> **GOAL**
Can you extend the article below on Unix and Windows NT database scalability, carrying it on from its last sentence?

> **QUOTED TEXT**

---

THE REALITIES OF SCALABILITY

By CBR Staff Writer

Part two of a three-part series from Software Futures, a sister publication

In a recent survey of 50 large-enterprise IT managers, market research firm Forrester Research found that two thirds of those surveyed believed Unix systems scale well – while nearly the same proportion stated that Windows NT does not. Lab tests reinforce the Forrester report.

By Lloyd Blythen

In March the independent consultancy Bloor Research published ‘The Realities of Scalability’, detailing how it put two databases – Microsoft’s SQL Server and IBM’s DB2 – on the rack along with IBM’s AIX version of Unix and Microsoft’s Windows NT Server 4.0. Although careful to point out that the results shouldn’t be compared as if they were benchmarks, Bloor noted significant variations in scalability between the systems – and not just when each database was hosted on its native platform. The company set out to learn How well does an operating system/DBMS combination perform and scale when a realistic workload is run on a moderate-sized SMP server, with a moderate level of user/manager sophistication in tuning? (SMP – Symmetric Multi-Processing – is the processor scalability mechanism found in AIX and NT.) This, surely, is more useful than the contrived billion-transaction test; even Microsoft’s group VP (platforms and applications) Paul Maritz acknowledged that No-one needs a billion transactions a day right now. Bloor Research examined software scalability using established metrics: take one system – not a cluster of 25 – and see how well it accommodates more users or exploits the availability of more processors. The company summarized its findings by saying, DB2 running on the AIX platform is appreciably more scalable than DB2 running on Windows NT which is, in turn, more scalable than Microsoft SQL Server running on NT. When either database was subjected to read-only tests the NT systems scaled better than DB2 on AIX; they showed near perfect scaling with an almost-linear performance improvement as extra processors were added to the box. But that’s cold comfort for Microsoft because, in terms of absolute performance, both NT systems were well behind DB2 on AIX. They might, given their superior scalability, conceivably have caught up with the latter at some (high) CPU count, but this is pointless speculation given the limit on NT’s ability to utilize a large number of CPUs. The one bright note for Microsoft came in medium-contention read/write tests, in which the DB2/AIX combo showed virtually no improvement with more than four processors and did not match the transaction rate of DB2 on NT. However, the difference in absolute performance was small, and this time the trend was reversed: DB2 scaled better on AIX than on NT.

---

> **RECORDS**
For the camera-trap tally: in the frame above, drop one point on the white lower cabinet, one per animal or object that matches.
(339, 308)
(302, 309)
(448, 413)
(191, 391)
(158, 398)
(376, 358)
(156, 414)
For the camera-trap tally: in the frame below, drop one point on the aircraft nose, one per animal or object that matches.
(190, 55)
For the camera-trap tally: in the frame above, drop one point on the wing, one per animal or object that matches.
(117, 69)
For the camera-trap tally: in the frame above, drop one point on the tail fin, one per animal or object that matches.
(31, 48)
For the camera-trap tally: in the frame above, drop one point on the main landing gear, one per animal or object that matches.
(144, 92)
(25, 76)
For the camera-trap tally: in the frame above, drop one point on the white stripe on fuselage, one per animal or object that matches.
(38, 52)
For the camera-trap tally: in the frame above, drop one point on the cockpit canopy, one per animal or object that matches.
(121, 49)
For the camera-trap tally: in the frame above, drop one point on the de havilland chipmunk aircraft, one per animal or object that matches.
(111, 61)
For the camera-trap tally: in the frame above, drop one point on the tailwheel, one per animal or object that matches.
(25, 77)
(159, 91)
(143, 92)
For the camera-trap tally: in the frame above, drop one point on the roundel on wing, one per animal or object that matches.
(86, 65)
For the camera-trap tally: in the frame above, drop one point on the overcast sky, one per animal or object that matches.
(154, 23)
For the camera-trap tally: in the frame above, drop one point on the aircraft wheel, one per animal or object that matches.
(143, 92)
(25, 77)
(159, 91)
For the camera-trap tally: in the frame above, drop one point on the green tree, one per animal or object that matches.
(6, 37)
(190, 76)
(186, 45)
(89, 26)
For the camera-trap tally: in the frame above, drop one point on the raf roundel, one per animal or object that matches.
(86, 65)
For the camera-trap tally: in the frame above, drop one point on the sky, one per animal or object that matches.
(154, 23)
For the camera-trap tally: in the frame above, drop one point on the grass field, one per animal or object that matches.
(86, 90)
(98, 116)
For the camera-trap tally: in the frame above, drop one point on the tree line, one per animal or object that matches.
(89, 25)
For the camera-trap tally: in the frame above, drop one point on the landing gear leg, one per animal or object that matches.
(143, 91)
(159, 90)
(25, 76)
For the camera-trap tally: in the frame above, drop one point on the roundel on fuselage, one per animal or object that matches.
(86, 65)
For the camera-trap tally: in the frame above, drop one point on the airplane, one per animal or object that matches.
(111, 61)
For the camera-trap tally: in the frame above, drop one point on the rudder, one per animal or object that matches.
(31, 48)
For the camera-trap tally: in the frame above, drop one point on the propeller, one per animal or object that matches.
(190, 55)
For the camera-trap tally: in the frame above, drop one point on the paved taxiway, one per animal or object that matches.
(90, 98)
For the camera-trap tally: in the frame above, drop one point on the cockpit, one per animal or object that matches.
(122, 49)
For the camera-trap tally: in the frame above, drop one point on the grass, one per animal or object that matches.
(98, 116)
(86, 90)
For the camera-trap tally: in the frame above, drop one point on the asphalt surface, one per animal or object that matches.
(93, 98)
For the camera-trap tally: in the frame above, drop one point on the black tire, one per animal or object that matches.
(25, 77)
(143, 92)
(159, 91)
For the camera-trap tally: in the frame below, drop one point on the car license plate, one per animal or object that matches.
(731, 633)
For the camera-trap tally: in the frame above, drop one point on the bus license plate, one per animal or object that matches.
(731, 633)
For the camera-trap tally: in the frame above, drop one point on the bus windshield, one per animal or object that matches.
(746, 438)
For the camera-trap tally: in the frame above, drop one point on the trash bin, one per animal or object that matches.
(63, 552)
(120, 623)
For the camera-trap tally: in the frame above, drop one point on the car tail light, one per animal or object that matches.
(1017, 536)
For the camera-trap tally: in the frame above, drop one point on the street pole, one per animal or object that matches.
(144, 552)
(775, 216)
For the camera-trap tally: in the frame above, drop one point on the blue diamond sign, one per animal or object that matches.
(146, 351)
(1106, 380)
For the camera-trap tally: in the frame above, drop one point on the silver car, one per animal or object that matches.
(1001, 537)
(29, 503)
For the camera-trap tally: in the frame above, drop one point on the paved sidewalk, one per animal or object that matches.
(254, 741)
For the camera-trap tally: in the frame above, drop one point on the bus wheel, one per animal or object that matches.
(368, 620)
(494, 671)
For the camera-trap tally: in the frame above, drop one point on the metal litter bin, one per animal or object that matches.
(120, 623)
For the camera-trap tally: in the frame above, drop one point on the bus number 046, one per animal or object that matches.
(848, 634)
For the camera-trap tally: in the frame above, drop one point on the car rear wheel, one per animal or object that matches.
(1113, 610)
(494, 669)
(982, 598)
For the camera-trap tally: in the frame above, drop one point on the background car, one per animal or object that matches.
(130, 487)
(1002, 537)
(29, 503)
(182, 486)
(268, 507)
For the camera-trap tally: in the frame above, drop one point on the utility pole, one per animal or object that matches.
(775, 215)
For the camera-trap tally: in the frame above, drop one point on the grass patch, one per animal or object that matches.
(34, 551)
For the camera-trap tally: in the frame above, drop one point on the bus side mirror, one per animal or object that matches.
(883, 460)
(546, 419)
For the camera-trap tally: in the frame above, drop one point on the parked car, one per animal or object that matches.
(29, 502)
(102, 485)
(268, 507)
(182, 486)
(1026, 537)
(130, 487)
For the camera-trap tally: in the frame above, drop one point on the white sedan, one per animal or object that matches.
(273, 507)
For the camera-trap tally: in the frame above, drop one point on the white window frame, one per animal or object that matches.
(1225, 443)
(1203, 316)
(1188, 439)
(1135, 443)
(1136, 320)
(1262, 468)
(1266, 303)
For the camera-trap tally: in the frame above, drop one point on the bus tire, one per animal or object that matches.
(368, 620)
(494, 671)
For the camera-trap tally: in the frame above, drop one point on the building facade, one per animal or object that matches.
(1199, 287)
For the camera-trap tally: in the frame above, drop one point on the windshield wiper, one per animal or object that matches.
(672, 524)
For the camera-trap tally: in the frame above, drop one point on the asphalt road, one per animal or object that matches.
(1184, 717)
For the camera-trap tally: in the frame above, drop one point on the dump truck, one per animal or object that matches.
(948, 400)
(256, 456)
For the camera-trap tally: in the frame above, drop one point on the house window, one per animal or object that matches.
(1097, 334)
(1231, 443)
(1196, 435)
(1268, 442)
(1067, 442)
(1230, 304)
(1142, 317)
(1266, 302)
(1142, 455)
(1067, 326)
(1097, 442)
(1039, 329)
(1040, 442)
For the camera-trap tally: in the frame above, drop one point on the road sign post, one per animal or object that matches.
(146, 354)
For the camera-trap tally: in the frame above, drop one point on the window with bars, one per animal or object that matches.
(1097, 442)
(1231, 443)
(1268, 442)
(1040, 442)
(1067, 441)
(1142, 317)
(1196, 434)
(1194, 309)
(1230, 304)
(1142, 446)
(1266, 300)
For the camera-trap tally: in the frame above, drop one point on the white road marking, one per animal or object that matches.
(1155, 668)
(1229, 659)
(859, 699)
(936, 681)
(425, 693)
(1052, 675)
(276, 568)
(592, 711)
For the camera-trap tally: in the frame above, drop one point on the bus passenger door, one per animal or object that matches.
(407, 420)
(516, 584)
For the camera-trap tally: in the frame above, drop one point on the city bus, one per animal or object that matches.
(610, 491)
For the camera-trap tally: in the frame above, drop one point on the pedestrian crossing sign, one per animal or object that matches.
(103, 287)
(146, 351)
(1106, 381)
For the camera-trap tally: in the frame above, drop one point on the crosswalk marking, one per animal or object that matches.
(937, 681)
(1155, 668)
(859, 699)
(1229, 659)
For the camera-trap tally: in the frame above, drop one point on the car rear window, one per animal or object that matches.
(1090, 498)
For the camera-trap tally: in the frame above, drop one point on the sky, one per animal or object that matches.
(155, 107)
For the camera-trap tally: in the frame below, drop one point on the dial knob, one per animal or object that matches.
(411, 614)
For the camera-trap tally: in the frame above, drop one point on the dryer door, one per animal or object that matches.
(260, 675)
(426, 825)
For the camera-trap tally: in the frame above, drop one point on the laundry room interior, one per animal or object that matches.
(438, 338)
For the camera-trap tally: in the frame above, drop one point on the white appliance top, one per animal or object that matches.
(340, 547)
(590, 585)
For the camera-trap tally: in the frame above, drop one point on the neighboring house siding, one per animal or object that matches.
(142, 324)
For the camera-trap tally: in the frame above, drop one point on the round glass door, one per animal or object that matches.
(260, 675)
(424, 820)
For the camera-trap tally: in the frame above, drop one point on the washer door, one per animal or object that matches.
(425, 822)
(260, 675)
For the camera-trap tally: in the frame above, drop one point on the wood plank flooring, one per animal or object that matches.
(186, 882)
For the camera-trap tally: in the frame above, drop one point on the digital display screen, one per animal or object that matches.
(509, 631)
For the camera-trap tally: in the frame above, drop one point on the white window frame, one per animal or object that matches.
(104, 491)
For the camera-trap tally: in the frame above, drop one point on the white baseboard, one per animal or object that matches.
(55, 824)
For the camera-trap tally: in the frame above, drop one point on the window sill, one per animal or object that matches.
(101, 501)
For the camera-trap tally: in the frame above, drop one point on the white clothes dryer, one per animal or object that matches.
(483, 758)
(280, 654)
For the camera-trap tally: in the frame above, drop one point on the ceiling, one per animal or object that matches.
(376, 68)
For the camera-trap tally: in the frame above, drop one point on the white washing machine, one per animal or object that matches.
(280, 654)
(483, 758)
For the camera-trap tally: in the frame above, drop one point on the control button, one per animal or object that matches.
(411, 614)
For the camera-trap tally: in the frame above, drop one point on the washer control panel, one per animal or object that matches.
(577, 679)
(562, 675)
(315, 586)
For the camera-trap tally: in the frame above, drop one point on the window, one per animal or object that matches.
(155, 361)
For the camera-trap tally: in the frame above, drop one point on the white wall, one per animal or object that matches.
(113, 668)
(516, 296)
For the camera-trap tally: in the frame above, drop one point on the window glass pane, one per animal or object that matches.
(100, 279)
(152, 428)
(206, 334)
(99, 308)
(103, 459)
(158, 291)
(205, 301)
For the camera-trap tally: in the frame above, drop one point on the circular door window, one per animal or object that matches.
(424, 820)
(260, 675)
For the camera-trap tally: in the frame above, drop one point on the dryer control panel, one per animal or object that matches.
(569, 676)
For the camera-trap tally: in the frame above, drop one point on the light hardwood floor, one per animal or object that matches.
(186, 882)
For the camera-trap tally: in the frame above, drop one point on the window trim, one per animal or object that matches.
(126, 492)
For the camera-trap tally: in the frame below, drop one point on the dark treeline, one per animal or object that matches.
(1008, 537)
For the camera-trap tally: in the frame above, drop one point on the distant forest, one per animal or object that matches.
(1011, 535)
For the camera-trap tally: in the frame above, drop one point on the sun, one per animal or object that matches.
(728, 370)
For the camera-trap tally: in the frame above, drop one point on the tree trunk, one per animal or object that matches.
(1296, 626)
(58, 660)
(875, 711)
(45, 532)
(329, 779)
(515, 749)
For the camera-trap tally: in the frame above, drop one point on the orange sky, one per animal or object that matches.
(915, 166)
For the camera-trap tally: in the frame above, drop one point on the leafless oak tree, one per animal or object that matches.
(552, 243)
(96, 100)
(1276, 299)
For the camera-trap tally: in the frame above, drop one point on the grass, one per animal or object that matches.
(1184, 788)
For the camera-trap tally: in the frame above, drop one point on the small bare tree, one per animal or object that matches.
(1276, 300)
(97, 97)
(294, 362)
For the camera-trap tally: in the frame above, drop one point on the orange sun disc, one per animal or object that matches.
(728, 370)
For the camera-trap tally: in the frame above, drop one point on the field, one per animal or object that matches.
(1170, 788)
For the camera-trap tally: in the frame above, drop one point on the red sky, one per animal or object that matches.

---

> **RESPONSE TO THIS EXERCISE**
Many users

If Microsoft’s ‘billion transactions per day’ figure is to have any relevance, it must be as a reflection of how many users the company thinks its server software can cope with. Almost invariably among real-world applications the number of users changes more often than the number of CPUs that serve them. Bloor’s results for user scalability, therefore, provide a worthwhile indication of whether a Microsoft server is inherently capable of handling larger loads – alone or as one member of a cluster – than a roughly-equivalent Unix one. These results are more conclusive than Bloor’s findings on CPU scalability and suggest that Microsoft had better keep its head down. On a four- CPU box, DB2 for AIX outstripped everything else by a wide margin. But suppose we ignore absolute performance and consider scalability instead, as Microsoft would apparently have us do: in that case what counts is the change in performance as more users are added, and the trend is startling. Indeed the sheer lack of any trend in the DB2/AIX figures is most startling of all: from 100-odd users on up to nearly 400, DB2 on AIX appears to champ on its pipe-stem and work on with no drop in performance. On NT, DB2 actually managed better than 100% user-scalability for a while, speeding up as more users c

ame online and barely hitting its straps below 250. In contrast with AIX, however, NT allowed DB2’s performance to droop above this level. When Microsoft’s SQL Server was run up on its native platform, NT, the results were not spectacular. With four CPUs the system sagged slowly but steadily as more users were added. It might appear that Bloor’s test engineers gave up on SQL Server/NT at the 250-user mark. In fact they retuned the system to use only three of the four available CPUs, backed off to 200 users, then carried on to complete the test at the same maximum load – 384 users – that was applied to the two DB2 systems. Predictably, having only three CPUs available gave this configuration the worst performance figures of all, as indicated by the line at the lower right of the graph. Perhaps strangely, it appears not to have affected the scalability of the all-Microsoft system, which was just as poor as on four CPUs; adding more users caused performance to decline at roughly the same rate.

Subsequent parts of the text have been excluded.